** DATASET ENTRIES follows **

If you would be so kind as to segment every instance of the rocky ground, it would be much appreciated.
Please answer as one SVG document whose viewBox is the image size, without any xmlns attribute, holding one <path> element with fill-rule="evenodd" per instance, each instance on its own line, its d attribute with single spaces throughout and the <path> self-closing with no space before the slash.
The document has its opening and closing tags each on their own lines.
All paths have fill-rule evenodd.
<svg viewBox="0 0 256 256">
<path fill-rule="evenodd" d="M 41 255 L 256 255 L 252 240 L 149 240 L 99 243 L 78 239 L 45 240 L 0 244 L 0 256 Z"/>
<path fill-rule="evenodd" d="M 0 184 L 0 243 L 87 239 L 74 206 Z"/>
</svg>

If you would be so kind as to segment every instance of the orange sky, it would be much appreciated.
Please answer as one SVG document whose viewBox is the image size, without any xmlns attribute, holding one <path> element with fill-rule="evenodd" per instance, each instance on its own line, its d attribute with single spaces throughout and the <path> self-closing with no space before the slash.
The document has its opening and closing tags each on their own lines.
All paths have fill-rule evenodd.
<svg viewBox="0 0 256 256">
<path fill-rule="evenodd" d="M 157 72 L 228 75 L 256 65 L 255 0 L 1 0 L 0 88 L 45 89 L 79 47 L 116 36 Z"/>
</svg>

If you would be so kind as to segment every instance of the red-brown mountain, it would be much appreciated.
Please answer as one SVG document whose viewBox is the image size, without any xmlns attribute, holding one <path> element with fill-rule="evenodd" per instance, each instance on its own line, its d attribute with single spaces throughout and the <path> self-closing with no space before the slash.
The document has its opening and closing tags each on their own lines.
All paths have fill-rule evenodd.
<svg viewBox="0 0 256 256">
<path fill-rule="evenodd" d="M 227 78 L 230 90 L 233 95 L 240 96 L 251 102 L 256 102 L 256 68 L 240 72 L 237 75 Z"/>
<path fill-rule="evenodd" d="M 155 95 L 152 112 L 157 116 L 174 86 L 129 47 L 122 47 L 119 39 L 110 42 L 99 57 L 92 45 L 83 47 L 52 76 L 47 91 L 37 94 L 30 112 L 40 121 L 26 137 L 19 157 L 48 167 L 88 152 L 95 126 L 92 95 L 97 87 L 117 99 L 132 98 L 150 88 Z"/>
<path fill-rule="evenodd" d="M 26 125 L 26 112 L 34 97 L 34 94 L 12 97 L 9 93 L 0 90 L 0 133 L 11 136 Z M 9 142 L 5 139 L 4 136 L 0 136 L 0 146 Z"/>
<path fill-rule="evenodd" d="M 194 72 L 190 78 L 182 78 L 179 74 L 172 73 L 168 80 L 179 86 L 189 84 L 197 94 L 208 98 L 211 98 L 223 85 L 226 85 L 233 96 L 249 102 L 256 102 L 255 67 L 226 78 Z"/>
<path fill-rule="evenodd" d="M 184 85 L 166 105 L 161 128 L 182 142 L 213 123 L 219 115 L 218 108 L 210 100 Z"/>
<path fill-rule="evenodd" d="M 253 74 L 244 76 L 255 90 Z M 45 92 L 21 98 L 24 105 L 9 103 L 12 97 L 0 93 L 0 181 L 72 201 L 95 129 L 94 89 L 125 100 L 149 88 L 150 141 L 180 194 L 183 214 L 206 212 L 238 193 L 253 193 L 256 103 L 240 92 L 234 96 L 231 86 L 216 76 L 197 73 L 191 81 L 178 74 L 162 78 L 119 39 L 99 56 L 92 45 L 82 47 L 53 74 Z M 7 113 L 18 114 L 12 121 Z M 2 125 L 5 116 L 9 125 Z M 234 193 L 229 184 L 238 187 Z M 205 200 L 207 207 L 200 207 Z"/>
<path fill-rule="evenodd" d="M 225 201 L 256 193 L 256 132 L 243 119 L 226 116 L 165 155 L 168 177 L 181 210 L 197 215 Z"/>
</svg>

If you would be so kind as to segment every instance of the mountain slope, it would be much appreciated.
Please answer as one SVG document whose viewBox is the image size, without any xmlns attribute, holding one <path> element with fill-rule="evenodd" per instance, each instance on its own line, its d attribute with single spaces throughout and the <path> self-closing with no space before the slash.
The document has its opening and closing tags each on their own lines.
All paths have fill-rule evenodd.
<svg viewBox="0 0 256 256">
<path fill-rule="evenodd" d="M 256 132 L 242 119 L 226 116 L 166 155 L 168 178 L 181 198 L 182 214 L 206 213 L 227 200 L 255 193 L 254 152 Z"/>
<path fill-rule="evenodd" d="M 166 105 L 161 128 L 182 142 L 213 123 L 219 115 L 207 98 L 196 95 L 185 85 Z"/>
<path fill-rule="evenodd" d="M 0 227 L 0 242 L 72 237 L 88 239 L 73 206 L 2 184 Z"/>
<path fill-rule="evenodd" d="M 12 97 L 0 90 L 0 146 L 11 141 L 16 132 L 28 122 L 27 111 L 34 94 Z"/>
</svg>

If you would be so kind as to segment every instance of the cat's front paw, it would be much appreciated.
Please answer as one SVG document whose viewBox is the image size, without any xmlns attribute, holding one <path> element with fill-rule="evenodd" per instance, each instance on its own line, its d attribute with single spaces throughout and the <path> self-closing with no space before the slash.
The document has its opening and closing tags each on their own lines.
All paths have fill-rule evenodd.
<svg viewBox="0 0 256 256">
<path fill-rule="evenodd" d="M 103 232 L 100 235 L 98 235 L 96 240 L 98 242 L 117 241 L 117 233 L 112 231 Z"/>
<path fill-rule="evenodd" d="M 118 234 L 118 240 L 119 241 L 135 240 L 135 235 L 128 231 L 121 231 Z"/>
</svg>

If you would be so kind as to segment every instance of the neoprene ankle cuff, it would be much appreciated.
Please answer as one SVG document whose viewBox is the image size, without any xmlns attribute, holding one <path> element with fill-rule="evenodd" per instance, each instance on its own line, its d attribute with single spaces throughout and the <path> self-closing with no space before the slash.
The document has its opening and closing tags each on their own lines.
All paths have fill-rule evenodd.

** End of DATASET ENTRIES **

**TASK REQUIREMENTS**
What is needed is the number of lines above that include the string "segment", and nothing else.

**SOLUTION TO THIS TASK**
6